- [Required task] Could you copy out, word for word, the lines of the records below, starting at the line that contains "Objective — one point per instance of the window" and ending at the line that contains "[[167, 269], [430, 255], [76, 267]]", with both of those lines included?

______

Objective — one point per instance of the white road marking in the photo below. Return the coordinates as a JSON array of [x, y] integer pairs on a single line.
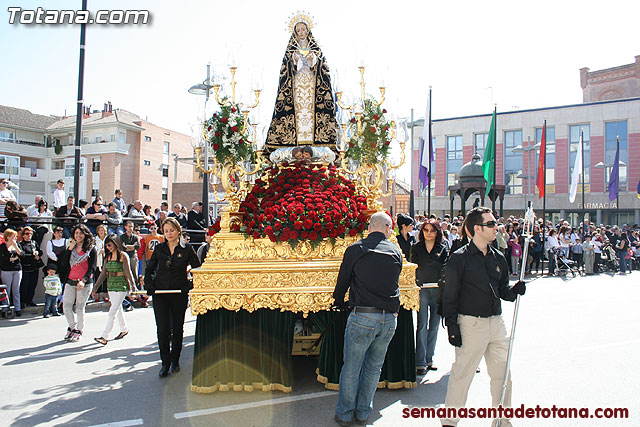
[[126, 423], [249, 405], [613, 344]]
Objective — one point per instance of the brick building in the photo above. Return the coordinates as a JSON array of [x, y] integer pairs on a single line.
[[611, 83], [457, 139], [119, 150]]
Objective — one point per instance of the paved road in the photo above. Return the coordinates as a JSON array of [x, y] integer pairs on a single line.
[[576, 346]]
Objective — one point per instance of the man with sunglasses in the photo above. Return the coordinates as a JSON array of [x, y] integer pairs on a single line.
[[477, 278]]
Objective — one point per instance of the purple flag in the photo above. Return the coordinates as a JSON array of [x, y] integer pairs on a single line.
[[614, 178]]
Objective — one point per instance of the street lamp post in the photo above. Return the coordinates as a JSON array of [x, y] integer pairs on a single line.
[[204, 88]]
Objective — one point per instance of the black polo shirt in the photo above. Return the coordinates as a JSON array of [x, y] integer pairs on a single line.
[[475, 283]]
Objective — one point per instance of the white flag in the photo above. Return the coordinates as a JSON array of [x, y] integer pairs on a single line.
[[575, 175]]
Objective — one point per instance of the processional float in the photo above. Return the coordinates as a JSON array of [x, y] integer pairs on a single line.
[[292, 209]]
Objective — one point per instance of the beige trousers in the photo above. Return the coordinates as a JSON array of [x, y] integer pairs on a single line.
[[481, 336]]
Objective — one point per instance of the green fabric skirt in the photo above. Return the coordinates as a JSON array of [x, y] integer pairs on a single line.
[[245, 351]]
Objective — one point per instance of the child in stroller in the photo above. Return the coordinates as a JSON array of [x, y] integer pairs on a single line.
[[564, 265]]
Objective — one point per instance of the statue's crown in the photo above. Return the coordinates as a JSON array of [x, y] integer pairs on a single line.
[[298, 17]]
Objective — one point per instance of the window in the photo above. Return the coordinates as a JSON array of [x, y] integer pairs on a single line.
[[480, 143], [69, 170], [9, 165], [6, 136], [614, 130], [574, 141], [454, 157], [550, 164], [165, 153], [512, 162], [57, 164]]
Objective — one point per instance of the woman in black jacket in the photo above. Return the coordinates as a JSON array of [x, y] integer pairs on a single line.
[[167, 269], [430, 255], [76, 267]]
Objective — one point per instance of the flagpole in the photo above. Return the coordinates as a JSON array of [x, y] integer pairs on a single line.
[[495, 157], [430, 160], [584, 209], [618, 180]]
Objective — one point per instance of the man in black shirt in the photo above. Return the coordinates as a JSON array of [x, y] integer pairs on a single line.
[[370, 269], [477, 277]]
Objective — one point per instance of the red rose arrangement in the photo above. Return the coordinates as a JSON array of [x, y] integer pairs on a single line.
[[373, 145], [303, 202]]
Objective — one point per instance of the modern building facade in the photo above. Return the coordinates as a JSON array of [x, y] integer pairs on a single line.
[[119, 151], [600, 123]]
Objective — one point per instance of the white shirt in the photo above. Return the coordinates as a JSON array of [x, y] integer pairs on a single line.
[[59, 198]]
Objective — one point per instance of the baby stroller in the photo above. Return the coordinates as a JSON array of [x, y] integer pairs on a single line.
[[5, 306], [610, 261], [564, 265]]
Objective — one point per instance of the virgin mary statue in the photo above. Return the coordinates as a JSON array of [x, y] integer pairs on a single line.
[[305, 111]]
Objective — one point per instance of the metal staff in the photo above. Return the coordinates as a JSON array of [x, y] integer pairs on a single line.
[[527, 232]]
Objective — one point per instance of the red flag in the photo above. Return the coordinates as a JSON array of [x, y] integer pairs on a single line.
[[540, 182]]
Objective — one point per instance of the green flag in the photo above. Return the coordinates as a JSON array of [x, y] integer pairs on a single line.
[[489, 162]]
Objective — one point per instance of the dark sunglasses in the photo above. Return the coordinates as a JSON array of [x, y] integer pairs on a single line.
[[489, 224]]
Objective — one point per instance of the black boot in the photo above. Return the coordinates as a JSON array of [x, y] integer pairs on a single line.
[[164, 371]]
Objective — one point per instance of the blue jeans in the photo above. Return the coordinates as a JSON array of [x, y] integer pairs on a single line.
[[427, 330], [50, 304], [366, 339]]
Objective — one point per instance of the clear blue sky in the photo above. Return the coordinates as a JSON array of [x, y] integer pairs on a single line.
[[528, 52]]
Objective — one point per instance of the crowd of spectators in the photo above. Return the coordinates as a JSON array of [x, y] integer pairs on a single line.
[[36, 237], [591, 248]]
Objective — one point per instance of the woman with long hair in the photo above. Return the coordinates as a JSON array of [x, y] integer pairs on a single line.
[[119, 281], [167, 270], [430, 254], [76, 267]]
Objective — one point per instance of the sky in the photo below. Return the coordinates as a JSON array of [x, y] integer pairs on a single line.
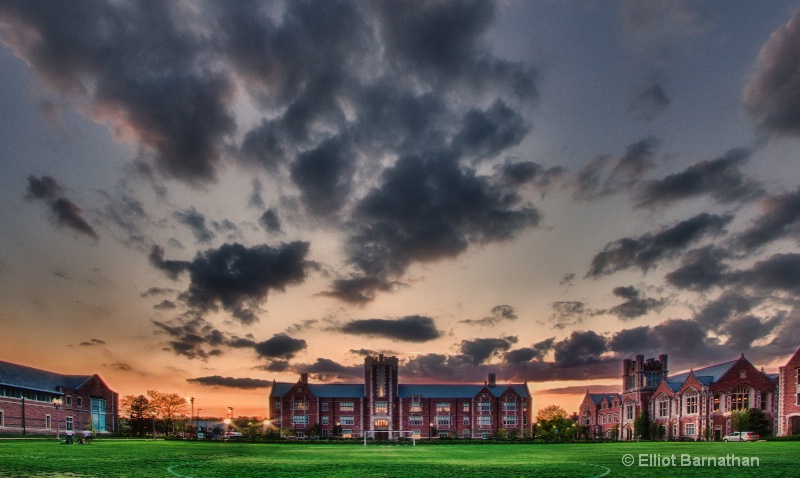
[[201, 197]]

______

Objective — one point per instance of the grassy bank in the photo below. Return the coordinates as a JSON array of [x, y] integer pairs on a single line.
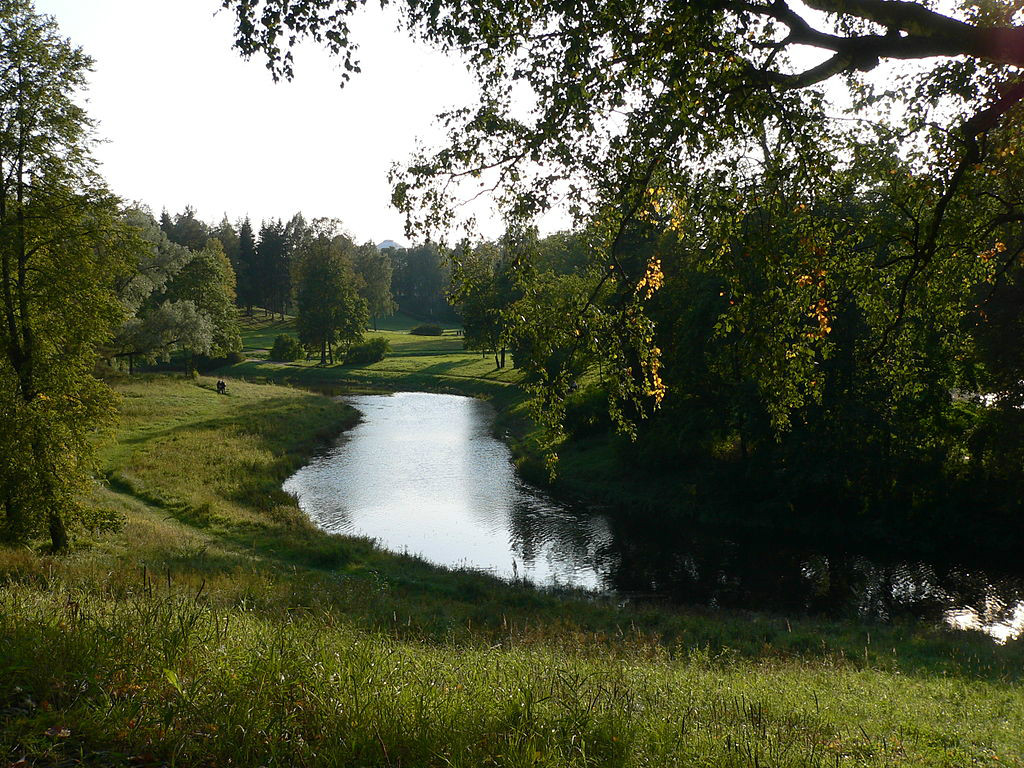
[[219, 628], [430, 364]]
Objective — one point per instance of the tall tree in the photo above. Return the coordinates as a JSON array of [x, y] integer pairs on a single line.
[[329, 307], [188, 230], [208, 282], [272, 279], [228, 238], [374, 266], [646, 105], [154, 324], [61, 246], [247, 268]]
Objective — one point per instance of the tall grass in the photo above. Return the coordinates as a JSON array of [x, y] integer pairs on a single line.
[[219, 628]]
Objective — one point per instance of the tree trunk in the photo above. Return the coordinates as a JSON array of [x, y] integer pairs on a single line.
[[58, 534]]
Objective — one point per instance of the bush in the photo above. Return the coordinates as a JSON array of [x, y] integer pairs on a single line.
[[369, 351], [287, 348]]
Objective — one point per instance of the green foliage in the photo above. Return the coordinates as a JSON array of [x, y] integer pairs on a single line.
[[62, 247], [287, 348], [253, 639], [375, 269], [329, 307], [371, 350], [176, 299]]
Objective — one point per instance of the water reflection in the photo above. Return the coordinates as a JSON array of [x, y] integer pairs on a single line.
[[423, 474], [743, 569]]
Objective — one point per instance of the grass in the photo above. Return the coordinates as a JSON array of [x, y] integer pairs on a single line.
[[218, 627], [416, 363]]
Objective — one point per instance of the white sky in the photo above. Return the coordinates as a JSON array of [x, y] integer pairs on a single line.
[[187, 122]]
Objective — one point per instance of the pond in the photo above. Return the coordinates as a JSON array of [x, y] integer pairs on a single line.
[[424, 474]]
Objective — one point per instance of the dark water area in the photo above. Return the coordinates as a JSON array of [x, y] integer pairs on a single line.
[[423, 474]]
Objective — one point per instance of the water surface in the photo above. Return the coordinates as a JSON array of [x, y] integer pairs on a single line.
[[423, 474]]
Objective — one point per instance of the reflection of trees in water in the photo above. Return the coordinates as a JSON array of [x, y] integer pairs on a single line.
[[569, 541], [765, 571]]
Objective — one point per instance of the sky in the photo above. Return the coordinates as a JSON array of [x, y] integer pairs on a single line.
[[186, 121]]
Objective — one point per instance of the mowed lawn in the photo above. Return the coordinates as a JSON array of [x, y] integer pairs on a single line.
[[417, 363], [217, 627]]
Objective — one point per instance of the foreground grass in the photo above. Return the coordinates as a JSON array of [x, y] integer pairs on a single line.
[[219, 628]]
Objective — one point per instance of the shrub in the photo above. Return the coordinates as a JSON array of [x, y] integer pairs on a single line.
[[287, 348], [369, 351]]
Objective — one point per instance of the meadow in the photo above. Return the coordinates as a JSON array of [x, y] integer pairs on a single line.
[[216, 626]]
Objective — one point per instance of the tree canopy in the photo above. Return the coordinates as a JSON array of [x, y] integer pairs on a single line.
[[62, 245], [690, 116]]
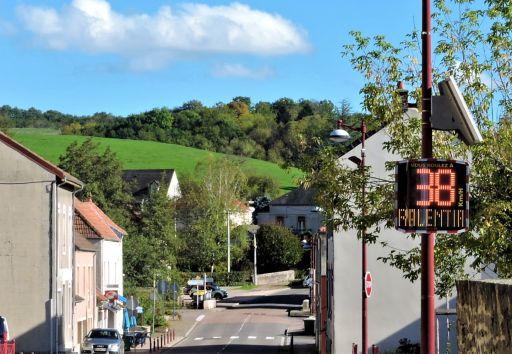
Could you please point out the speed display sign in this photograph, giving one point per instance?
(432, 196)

______

- [Output for this exercise]
Objective — one point per instance of the window in the photo above. Return the coordinates as a JSON array of [x, y] integer pairs on a single line.
[[480, 143], [69, 170], [9, 165], [6, 136], [614, 130], [574, 141], [454, 157], [550, 164], [165, 153], [512, 162], [57, 164]]
Objective — one point per instance of the woman in black jacket in the photo above. Return the coordinates as a JSON array of [x, y] integer pairs on a single line.
[[167, 269], [430, 255], [76, 267]]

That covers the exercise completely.